● Work instructions: Starting at the line that has "target: gold belt buckle" and ending after the line that has "output: a single", write those lines out again with "belt buckle" renamed to "waist buckle", leaving everything else unchanged. Give only those lines.

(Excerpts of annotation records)
----

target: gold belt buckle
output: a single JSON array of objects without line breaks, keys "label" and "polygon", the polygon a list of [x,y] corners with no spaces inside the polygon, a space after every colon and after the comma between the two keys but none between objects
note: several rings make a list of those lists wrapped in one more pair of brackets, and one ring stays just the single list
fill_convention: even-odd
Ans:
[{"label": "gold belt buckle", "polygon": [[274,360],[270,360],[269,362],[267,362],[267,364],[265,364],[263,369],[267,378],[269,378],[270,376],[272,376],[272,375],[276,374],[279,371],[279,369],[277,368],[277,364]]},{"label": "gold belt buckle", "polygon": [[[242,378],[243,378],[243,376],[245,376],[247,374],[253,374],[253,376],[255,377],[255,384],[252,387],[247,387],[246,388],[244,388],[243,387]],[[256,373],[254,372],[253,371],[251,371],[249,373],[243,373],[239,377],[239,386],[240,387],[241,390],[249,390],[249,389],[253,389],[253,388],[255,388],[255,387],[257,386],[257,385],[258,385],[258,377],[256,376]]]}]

----

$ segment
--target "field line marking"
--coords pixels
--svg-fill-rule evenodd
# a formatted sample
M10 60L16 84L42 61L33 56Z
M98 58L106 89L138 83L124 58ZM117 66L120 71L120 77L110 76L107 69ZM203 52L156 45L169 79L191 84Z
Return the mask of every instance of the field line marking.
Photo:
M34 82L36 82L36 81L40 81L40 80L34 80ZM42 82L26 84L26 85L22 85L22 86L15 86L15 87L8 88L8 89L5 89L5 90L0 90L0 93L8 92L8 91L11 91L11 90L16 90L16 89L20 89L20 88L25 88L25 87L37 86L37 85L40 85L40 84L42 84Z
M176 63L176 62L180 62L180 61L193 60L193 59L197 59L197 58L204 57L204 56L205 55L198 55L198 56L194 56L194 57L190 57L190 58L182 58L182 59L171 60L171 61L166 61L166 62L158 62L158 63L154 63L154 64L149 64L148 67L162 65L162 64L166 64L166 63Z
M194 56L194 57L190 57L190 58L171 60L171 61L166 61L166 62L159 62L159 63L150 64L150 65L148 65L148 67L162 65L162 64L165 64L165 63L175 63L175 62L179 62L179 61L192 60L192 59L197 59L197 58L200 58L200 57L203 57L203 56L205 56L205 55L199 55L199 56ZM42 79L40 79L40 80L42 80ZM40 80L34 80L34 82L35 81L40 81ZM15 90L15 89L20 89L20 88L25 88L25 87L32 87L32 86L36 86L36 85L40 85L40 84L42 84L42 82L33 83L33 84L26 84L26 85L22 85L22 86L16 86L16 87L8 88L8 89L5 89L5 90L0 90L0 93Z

----

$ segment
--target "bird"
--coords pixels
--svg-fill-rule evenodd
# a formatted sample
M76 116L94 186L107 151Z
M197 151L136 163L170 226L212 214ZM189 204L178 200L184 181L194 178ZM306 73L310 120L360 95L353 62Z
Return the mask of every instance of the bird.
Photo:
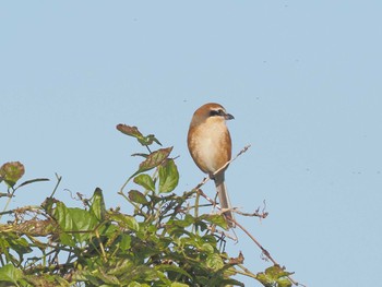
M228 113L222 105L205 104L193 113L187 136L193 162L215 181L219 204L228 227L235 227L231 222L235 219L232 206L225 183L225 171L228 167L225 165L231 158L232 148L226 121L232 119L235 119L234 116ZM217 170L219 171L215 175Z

----

● Exercise answer:
target: gold waist buckle
output: a single JSON array of objects without line breaks, keys "label" and "polygon", the polygon a list of [x,y] corners with no spaces inside the polygon, a space after every colon and after the comma between the two keys but none between objects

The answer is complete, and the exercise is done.